### [Exercise materials]
——————

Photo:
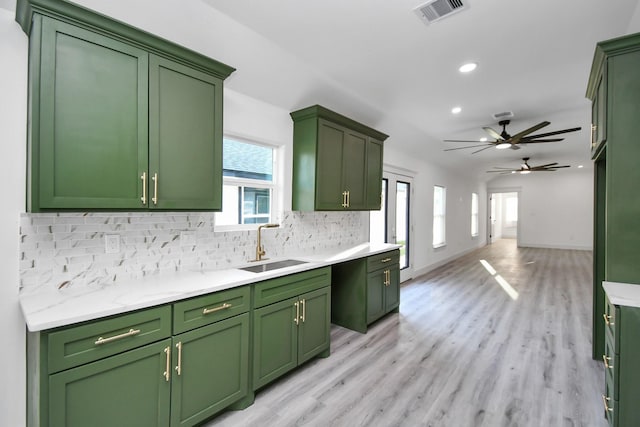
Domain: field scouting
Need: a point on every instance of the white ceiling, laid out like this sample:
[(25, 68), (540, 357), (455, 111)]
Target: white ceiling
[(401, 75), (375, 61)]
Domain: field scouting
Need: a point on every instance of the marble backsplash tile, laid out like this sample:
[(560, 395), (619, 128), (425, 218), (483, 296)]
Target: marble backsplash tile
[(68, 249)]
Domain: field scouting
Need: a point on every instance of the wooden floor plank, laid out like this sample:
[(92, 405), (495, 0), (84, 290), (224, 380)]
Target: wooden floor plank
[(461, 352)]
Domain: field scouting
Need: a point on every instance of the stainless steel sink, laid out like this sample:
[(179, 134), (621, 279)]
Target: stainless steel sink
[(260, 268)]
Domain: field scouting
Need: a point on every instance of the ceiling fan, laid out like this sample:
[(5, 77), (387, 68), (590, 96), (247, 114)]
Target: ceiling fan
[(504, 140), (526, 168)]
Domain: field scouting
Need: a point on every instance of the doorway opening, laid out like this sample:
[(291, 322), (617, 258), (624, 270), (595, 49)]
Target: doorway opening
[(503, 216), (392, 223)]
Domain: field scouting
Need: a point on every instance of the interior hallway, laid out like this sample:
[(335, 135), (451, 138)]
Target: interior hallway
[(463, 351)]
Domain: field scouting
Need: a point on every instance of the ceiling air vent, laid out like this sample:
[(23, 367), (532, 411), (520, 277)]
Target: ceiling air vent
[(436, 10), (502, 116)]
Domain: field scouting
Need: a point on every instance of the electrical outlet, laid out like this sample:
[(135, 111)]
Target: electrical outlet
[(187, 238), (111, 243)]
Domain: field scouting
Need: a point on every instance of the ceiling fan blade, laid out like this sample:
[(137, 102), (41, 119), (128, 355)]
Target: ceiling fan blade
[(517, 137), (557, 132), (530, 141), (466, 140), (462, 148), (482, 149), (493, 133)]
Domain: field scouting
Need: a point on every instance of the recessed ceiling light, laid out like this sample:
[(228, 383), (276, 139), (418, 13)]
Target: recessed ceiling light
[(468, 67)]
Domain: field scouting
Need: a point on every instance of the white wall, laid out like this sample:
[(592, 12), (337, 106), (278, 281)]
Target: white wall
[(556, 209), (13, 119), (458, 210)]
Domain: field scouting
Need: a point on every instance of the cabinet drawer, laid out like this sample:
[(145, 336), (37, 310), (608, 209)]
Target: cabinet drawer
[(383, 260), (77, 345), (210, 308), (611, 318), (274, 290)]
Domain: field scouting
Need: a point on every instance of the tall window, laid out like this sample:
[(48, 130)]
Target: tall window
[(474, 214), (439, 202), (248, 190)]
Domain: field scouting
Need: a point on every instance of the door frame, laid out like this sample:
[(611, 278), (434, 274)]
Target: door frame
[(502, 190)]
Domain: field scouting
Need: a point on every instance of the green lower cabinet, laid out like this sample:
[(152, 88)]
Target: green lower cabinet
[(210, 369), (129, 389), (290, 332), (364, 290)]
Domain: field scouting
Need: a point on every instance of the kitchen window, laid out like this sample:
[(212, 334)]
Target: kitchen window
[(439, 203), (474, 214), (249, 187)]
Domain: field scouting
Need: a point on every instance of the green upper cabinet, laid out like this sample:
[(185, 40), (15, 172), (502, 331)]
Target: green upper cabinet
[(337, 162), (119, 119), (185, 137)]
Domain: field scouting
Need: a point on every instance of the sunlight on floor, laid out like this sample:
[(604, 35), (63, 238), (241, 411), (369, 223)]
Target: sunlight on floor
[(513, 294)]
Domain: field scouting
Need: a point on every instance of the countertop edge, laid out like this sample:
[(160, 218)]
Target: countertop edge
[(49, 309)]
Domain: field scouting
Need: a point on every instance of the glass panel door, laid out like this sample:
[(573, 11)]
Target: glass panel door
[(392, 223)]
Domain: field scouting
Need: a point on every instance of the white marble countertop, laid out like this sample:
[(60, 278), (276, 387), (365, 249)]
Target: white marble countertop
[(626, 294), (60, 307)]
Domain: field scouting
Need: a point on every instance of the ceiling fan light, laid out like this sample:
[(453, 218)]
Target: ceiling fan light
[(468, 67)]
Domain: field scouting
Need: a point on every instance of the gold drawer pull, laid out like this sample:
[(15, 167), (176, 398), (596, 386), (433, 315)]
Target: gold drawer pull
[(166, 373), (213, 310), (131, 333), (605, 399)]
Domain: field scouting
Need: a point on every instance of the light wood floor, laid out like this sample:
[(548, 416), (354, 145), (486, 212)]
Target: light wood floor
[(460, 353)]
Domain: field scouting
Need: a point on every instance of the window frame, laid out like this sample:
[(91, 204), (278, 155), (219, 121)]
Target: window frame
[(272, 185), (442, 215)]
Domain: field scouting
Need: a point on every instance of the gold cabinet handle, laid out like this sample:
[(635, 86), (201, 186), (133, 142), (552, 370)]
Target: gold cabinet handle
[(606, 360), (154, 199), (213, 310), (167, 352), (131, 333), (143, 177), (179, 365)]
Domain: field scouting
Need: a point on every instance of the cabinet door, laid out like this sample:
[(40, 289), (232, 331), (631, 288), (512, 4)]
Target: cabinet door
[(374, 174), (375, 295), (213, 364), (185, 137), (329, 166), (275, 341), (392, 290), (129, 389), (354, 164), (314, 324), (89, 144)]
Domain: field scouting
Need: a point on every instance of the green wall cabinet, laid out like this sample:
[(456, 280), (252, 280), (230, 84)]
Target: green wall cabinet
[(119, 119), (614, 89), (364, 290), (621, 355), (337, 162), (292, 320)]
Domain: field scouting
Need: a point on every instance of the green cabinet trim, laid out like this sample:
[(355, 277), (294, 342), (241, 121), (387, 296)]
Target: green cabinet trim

——————

### [What you have to do]
If a line in the records above has the word "trim", copy it out.

### [Result]
Need: a point on every instance of the green cabinet trim, laid out like this sample:
Target: green cabinet trim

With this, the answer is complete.